Aim of the exercise: Take the records below from their first line through the line holding "[indicate] the bird foot", and set each of those lines down exactly, without pictures.

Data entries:
--

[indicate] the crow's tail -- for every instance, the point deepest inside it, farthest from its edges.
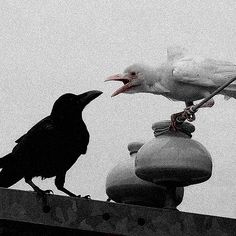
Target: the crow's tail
(11, 172)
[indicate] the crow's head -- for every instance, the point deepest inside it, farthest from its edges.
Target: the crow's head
(71, 105)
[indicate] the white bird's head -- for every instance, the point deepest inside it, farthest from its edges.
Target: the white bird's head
(134, 79)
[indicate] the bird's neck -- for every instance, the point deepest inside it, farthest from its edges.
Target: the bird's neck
(153, 80)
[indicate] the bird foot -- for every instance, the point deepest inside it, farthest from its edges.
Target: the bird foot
(178, 118)
(86, 196)
(43, 193)
(209, 103)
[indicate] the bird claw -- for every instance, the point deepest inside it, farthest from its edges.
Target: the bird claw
(178, 118)
(43, 193)
(86, 196)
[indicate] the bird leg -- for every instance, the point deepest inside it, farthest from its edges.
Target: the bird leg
(187, 114)
(41, 193)
(180, 117)
(59, 182)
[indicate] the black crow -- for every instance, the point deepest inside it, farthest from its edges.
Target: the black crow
(50, 147)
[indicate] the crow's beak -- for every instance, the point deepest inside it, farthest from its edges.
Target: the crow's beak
(86, 98)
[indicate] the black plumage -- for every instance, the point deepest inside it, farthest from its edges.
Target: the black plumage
(51, 146)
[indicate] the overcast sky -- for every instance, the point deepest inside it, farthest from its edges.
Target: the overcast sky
(48, 48)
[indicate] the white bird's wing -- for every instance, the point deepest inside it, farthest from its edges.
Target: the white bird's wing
(203, 72)
(175, 53)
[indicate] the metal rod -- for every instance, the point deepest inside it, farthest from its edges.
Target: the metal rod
(194, 108)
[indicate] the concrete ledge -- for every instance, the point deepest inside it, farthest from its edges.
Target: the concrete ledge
(21, 211)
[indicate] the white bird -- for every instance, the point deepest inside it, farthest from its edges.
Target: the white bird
(182, 77)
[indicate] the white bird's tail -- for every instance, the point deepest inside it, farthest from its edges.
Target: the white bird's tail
(229, 91)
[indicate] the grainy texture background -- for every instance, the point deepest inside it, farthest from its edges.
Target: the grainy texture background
(108, 218)
(51, 47)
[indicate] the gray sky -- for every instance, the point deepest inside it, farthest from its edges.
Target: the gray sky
(48, 48)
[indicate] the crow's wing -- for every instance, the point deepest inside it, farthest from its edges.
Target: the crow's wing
(203, 72)
(42, 128)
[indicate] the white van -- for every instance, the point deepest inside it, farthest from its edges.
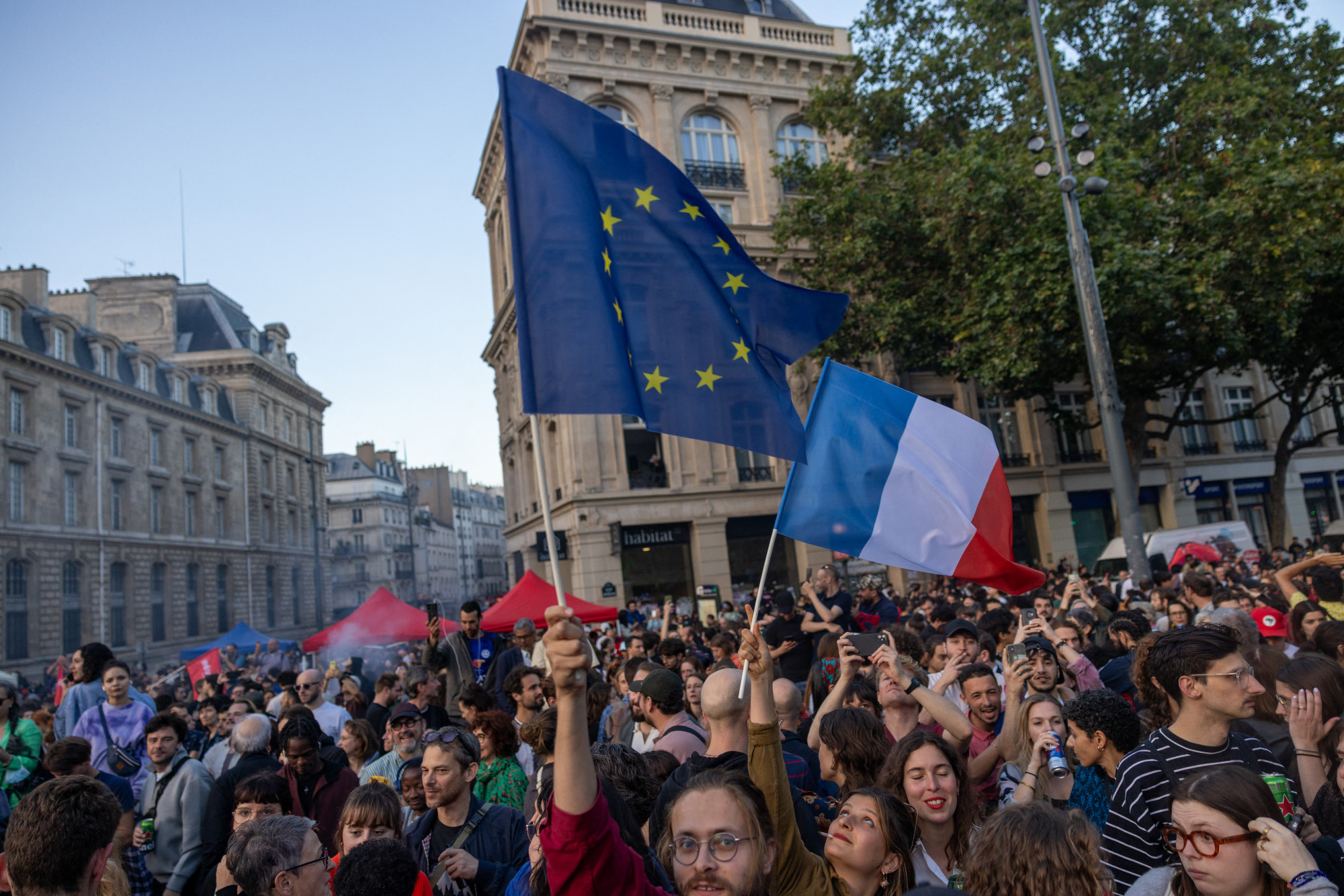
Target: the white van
(1233, 539)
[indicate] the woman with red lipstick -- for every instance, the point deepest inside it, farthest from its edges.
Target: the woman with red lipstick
(869, 844)
(927, 773)
(1226, 830)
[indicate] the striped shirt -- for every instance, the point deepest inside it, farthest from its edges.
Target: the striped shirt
(1140, 804)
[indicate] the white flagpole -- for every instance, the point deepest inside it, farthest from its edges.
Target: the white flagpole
(756, 612)
(546, 512)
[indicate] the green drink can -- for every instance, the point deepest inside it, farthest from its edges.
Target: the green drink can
(1283, 795)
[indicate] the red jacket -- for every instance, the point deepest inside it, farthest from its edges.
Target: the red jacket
(334, 787)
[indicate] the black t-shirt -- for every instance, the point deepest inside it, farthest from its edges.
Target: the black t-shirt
(798, 663)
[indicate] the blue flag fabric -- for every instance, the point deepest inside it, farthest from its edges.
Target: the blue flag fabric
(632, 296)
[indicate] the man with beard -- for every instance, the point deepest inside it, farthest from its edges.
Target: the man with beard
(408, 729)
(464, 846)
(721, 840)
(523, 688)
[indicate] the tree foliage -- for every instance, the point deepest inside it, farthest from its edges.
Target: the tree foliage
(1213, 120)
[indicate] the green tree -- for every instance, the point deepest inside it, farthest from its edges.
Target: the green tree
(956, 256)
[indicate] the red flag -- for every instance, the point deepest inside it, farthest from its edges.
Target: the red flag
(206, 664)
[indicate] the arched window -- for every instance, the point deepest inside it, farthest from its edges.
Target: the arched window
(798, 138)
(71, 607)
(616, 114)
(710, 154)
(17, 611)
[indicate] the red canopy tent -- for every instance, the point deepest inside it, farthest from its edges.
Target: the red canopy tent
(529, 601)
(381, 620)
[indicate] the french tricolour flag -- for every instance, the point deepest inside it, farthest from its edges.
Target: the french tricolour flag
(900, 480)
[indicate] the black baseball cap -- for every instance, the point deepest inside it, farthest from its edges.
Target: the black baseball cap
(659, 686)
(962, 627)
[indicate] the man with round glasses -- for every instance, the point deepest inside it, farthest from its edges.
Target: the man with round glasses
(718, 838)
(1212, 686)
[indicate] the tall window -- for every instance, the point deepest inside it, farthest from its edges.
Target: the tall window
(1238, 400)
(619, 115)
(798, 138)
(193, 601)
(118, 602)
(158, 624)
(72, 499)
(119, 488)
(17, 412)
(271, 597)
(17, 491)
(294, 590)
(17, 611)
(71, 607)
(709, 139)
(1195, 439)
(222, 597)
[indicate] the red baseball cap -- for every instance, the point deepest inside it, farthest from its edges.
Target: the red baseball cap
(1271, 623)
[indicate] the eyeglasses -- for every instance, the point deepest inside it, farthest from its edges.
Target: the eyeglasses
(1204, 842)
(1243, 676)
(724, 847)
(325, 859)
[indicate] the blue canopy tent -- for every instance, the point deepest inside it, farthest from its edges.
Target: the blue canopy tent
(243, 636)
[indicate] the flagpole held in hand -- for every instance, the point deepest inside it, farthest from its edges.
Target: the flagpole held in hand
(546, 511)
(756, 611)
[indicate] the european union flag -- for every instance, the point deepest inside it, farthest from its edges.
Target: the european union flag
(632, 296)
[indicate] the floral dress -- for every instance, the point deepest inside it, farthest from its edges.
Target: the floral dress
(502, 782)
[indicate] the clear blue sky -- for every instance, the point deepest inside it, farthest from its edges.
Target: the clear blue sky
(329, 152)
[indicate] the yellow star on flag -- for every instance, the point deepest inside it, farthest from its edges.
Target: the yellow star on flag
(708, 378)
(657, 381)
(646, 197)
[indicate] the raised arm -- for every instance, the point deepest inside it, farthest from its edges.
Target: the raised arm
(850, 663)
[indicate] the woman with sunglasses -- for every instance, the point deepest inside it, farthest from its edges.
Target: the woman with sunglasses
(1226, 830)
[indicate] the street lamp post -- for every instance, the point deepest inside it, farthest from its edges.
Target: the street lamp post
(1100, 365)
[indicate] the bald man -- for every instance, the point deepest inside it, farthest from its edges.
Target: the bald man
(726, 718)
(788, 705)
(330, 718)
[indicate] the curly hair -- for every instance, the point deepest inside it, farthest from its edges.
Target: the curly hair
(1108, 713)
(1032, 850)
(501, 730)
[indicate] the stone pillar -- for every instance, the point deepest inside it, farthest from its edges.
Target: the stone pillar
(710, 555)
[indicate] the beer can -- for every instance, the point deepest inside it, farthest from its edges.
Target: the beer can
(1058, 765)
(1283, 795)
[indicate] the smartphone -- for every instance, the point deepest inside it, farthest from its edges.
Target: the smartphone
(869, 643)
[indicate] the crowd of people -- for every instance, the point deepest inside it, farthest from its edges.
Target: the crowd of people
(1170, 735)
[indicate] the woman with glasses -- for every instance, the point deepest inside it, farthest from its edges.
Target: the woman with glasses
(1225, 827)
(261, 796)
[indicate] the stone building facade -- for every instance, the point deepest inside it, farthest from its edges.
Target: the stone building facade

--

Reply to the exercise:
[indicate] the crow's tail -- for every instance, the point deepest inside it, farthest from its edges.
Target: the crow's tail
(11, 172)
[indicate] the crow's head -- for every instance, the point deepest inside it, farthest from its edges.
Target: the crow's head
(71, 105)
[indicate] the white bird's head -- for every instance, the point deepest inside it, farthest from its edges.
Target: the white bird's head
(134, 79)
[indicate] the bird's neck -- for every instance, the point deepest inside it, farthest from its edges.
Target: the bird's neck
(153, 80)
[indicate] the bird foot -- for every instance, the point deepest inside it, farthest from its edges.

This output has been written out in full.